▶ [AIM]
Rewrite the entries from the line with "Could you spot the ceiling light" to the line with "point(202, 197)", both included, keeping every line as it stands except the answer coordinates, which you should multiply by 1.65 and round to whole numbers with halves rounded up. Leave the sample coordinates unchanged.

(Coordinate annotation records)

◇ ◇ ◇ ◇ ◇ ◇ ◇

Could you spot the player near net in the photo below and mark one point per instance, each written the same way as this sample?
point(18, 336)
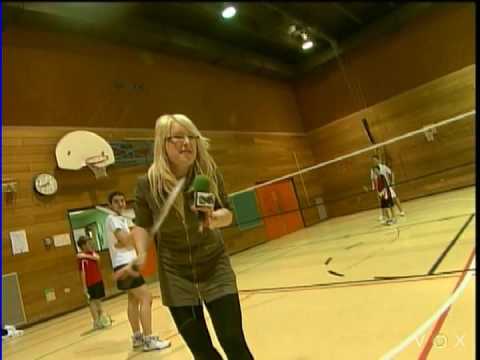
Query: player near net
point(388, 175)
point(193, 267)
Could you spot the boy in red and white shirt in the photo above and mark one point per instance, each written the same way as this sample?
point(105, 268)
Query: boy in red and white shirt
point(88, 263)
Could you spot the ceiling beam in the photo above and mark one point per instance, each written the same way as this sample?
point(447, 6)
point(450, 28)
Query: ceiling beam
point(162, 39)
point(348, 13)
point(314, 30)
point(388, 24)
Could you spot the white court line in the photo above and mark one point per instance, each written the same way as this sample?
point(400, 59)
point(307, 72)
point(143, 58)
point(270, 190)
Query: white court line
point(425, 326)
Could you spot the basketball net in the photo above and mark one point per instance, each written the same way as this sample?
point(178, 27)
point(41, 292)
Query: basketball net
point(98, 166)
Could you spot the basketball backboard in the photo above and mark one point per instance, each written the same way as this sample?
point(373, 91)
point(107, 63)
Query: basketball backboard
point(81, 148)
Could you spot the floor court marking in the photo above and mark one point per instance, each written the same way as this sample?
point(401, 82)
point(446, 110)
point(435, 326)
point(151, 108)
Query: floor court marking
point(459, 288)
point(450, 245)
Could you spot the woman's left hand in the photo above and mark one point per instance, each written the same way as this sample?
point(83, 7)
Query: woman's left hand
point(207, 216)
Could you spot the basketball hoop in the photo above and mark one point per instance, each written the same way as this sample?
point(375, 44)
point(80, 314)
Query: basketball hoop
point(98, 165)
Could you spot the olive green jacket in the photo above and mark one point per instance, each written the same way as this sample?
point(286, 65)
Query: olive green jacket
point(192, 265)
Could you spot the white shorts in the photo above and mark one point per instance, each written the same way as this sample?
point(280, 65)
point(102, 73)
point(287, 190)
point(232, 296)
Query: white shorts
point(394, 195)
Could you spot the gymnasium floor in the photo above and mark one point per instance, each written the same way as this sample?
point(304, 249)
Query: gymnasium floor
point(297, 306)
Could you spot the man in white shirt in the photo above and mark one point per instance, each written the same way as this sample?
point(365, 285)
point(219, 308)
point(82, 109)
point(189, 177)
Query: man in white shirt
point(387, 172)
point(122, 252)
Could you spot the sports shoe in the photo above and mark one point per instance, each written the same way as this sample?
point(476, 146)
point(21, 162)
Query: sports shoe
point(137, 340)
point(154, 343)
point(97, 324)
point(105, 320)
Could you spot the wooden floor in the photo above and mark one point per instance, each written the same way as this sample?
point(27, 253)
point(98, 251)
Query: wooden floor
point(297, 306)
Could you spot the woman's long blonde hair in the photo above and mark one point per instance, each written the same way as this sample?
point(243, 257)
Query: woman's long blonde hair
point(160, 177)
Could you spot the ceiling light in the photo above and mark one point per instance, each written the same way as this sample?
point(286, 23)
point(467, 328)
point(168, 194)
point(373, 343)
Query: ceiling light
point(307, 45)
point(229, 12)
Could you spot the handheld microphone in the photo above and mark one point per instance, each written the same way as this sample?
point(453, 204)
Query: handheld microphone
point(202, 197)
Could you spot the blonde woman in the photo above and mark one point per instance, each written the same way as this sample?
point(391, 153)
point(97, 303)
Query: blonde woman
point(193, 266)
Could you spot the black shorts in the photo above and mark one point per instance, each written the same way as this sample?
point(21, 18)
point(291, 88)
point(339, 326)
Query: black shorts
point(128, 282)
point(96, 291)
point(386, 203)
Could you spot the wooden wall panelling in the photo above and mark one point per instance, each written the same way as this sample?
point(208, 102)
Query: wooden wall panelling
point(243, 157)
point(414, 157)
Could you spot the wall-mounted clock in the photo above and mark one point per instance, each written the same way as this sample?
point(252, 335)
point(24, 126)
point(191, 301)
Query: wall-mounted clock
point(45, 184)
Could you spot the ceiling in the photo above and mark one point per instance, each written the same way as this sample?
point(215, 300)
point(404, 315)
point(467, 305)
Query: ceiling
point(256, 40)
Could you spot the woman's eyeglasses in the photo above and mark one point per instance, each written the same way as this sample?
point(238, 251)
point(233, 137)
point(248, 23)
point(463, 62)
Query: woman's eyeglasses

◇ ◇ ◇ ◇ ◇ ◇ ◇

▶ [FINAL RESULT]
Could you spot the ceiling light in the photo above and mark one point per instance, each written the same way as this sample?
point(286, 23)
point(467, 328)
point(168, 194)
point(373, 343)
Query: ceiling light
point(507, 74)
point(378, 20)
Could you spot the handheld microphone in the photo above and mark one point per instance, each written the same way as this sample?
point(453, 204)
Query: handheld microphone
point(333, 325)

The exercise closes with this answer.